Istruzioni >> Trascriva alla lettera, dal testo sull'epidemia in Alto Adige, il tratto che va da "L'Istituto provinciale di" fino a "delle attività economiche).".

In Alto Adige si nota un leggero allentamento della diffusione dell’epidemia, anche se la tendenza non si è ancora consolidata. Grazie alle esperienze maturate in Lombardia, l'Alto Adige ha avuto la possibilità di attuare misure preventive in modo più rapido e rigoroso e di ottimizzare le forze. Purtroppo il numero dei decessi è in costante aumento (6 aprile: 164; per giorni l’amministrazione sanitaria si era dimenticata di includere i decessi nelle case di riposo), ma come un po’ in tutta l’Italia i reparti di terapia intensiva degli ospedali sono un po’ meno sotto pressione. Le case di riposo e il personale che vi lavora sono particolarmente colpiti. Tuttavia, la riduzione del traffico ha anche portato a una notevole diminuzione dell'inquinamento atmosferico. Secondo gli esperti, l'aria pulita è un sollievo per le persone con malattie respiratorie, che sono tra i gruppi a rischio nell'attuale crisi.

La mancanza del requisito del bilinguismo da parte di alcuni medici, previsto dalla normativa statutaria per il settore pubblico, non è attualmente oggetto di discussione. Indipendentemente dalle competenze linguistiche, tutti i medici, anche quelli in pensione, vengono accolti a braccia aperte.

L'Istituto provinciale di statistica Astat ha pubblicato una prima stima delle conseguenze economiche della crisi per l'Alto Adige. Si presume che circa il 60% di tutte le attività economiche siano state chiuse (agricoltura esclusa). Se rimanessero chiuse per un mese, la perdita del Pil si aggirerebbe intorno all'1,6%; se rimanessero chiuse per due mesi, la perdita aumenterebbe al 3,8%; se per tre mesi, si arriverebbe al 5,6%.  Il calcolo ha dimostrato che circa il 40% delle attività economiche locali sono rimaste aperte e in attività (o almeno in parte), ovvero molte di più rispetto a quelle previste dell’elenco Ateco (classificazione delle attività economiche).

Il presidente Kompatscher ha intenzione di integrare gli aiuti statali con fondi provinciali. Si parla di due miliardi. Per far ciò, l'Alto Adige dovrà indebitarsi. Tuttavia, l'indebitamento è sopportabile per una provincia con il rating Aaa. Per sostenere l'economia provincial, l'Alto Adige pensa, tra l'altro, a garanzie dirette presso le banche affinché queste possano prestare denaro alle imprese. La provincia garantirebbe i prestiti, in cambio il tasso di interesse dovrebbe rimanere basso. Inoltre, ci saranno aiuti fiscali, come il differimento della scadenza di imposte e tasse. Nel frattempo le piccole imprese individuali hanno ripreso il lavoro.

Voci tratte da una raccolta di dati

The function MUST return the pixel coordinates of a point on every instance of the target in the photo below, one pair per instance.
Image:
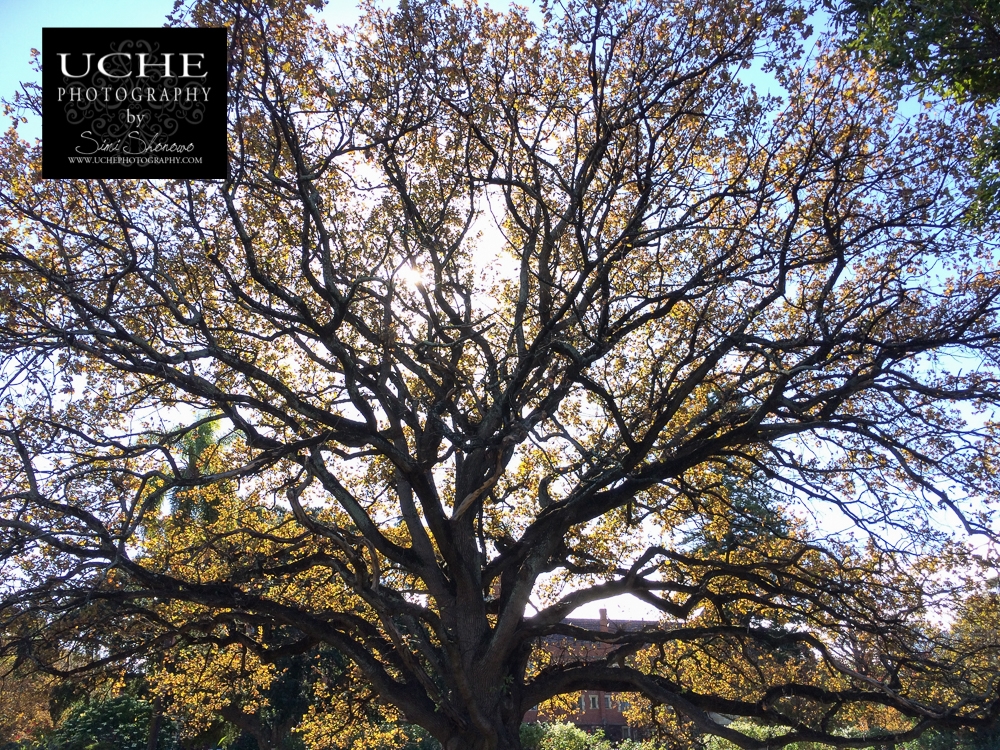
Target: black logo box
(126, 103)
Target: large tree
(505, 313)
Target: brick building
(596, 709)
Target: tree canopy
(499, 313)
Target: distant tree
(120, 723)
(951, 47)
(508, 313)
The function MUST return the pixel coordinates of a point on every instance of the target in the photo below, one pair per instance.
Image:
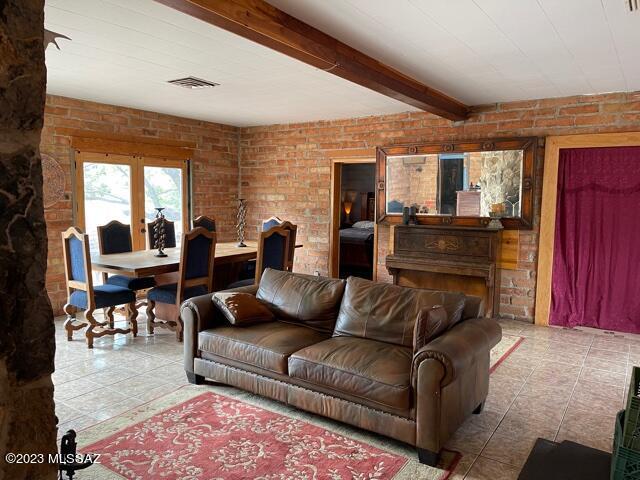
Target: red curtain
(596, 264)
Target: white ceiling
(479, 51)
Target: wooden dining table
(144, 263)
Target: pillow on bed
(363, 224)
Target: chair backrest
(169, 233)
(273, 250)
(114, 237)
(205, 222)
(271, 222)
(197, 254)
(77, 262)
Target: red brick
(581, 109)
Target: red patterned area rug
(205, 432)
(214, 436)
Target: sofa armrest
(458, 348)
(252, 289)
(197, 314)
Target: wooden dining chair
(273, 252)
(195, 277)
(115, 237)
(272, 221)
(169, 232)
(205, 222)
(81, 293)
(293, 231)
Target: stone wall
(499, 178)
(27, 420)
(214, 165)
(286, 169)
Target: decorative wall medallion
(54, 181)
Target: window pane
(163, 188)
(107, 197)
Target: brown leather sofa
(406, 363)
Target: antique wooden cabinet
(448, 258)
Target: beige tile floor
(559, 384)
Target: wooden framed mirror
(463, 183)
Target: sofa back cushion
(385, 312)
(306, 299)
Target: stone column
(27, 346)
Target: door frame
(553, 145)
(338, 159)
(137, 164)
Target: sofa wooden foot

Risultato >>
L'Istituto provinciale di statistica Astat ha pubblicato una prima stima delle conseguenze economiche della crisi per l'Alto Adige. Si presume che circa il 60% di tutte le attività economiche siano state chiuse (agricoltura esclusa). Se rimanessero chiuse per un mese, la perdita del Pil si aggirerebbe intorno all'1,6%; se rimanessero chiuse per due mesi, la perdita aumenterebbe al 3,8%; se per tre mesi, si arriverebbe al 5,6%.  Il calcolo ha dimostrato che circa il 40% delle attività economiche locali sono rimaste aperte e in attività (o almeno in parte), ovvero molte di più rispetto a quelle previste dell’elenco Ateco (classificazione delle attività economiche).